**EXERCISE**
An exact copy of every record below is what's needed here.

%%

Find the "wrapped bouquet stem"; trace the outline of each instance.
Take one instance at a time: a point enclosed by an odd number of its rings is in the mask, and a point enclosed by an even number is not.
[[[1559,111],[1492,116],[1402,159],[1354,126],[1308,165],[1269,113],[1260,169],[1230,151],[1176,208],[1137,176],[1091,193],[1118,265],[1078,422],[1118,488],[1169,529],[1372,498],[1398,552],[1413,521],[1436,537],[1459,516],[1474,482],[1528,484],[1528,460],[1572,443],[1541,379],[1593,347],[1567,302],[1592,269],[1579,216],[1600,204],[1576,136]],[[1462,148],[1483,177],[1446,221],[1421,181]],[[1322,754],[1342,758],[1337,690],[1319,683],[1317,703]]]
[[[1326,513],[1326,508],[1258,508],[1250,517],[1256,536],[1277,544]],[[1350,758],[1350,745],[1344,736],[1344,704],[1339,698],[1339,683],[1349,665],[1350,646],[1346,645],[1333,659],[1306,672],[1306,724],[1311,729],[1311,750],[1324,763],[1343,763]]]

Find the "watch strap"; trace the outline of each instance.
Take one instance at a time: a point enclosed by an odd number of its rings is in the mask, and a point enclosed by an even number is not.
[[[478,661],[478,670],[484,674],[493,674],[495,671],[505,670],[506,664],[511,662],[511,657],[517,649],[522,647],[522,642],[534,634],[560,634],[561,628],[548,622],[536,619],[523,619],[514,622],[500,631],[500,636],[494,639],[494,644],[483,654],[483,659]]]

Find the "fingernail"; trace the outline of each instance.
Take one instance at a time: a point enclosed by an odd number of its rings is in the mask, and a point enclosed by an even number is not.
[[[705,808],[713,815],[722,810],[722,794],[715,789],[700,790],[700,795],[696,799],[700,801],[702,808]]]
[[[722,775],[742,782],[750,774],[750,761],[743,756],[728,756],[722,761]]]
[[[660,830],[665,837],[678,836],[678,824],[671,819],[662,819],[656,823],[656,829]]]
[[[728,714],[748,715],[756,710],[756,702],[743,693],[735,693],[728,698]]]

%%

**TASK RESPONSE**
Find the "wrapped bouquet stem"; trace the outline of each instance.
Take one instance at a time: a point enclosed by an odd number of its rings is in the mask, and a point enclosed by an even number is not.
[[[1559,111],[1492,116],[1402,159],[1354,126],[1308,165],[1269,113],[1260,169],[1230,151],[1176,208],[1137,176],[1091,193],[1118,265],[1078,422],[1118,488],[1169,529],[1372,498],[1398,552],[1413,521],[1436,537],[1459,516],[1474,482],[1528,484],[1528,460],[1572,443],[1541,379],[1593,347],[1567,302],[1592,269],[1579,216],[1600,204],[1576,136]],[[1462,148],[1483,177],[1446,221],[1421,181]],[[1322,754],[1342,758],[1337,690],[1319,683],[1317,703]]]
[[[1326,513],[1326,508],[1258,508],[1250,517],[1256,536],[1277,544]],[[1350,758],[1350,745],[1344,736],[1344,704],[1339,698],[1339,683],[1349,665],[1350,646],[1346,645],[1333,659],[1306,672],[1306,724],[1311,729],[1311,750],[1324,763],[1343,763]]]

Find the "watch strap"; trace the outline of each instance.
Take one instance at a time: a point enclosed by an odd number of its rings is in the mask, and a point enclosed by an even number is not.
[[[478,661],[478,670],[484,674],[493,674],[495,671],[505,670],[506,664],[511,662],[511,657],[517,649],[522,647],[522,642],[534,634],[560,634],[561,628],[548,622],[536,619],[523,619],[514,622],[500,631],[500,636],[494,639],[494,644],[483,654],[483,659]]]

Find the "fingernail"; trace the outline of each instance.
Take one instance at a time: a point enclosed by an odd number of its rings is in the mask, and a point enclosed by an even number is not.
[[[705,808],[713,815],[722,810],[722,794],[715,789],[700,790],[700,795],[696,799],[700,801],[702,808]]]
[[[722,775],[742,782],[750,774],[750,761],[743,756],[728,756],[722,761]]]
[[[660,830],[665,837],[678,836],[678,824],[671,819],[662,819],[656,823],[656,829]]]
[[[728,714],[748,715],[756,710],[756,702],[743,693],[735,693],[728,698]]]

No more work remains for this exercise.